#### DOCUMENT TEXT:
=== Section Start ===
How can DDoS mitigation devices distinguish between legit and malicious traffic? I'm not a networking expert, but it seems to me that if you're a website hosting a big file like the latest Ubuntu release, a legitimate client will say:
GET /ubuntu-13.10-server-amd64.iso
and cost you 500 MB of traffic (or however big the ISO file is).
A DDoS is nothing more than thousands or millions of machines saying:
GET /ubuntu-13.10-server-amd64.iso
How do the solutions others are talking about in this thread (DDoS mitigation provider or specialized hardware) tell the difference between DDoS traffic and legitimate requests?
That is something different, it is only used to waste bandwidth from someone (or potentially clogging server's upload, but its easy solvable), but in big DDoS attacks the attacker usually has several hundred thousands of zombies infected in his botnet, and then he orders all those zombies to spam packets at an IP he orders ... Every infected PC uses his maximum upload to target IP, resulting into something like this: http://d.pr/i/kmAn
If I'm online during the attack and check iptraf or tcpdump, I can see literally hundreds of different IPs spamming random stuff at me, completely overflowing my download until I get totally disconnected from server (time out), and I can do nothing about it, just watch it being offline ...
=== Section End ===
#### Referring-expression data:
=== Section Start ===
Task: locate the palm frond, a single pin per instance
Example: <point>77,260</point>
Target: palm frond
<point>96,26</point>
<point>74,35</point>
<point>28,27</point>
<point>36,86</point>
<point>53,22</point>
=== Section End ===
#### EXERCISE GOAL:
Reproduce the text on DDoS mitigation from "A DDoS is nothing" up to and including "and legitimate requests?", swapping "machines" for "computers". None of the items is needed for the work that follows from this text.

#### RESPONSE BOX:
A DDoS is nothing more than thousands or millions of computers saying:
GET /ubuntu-13.10-server-amd64.iso
How do the solutions others are talking about in this thread (DDoS mitigation provider or specialized hardware) tell the difference between DDoS traffic and legitimate requests?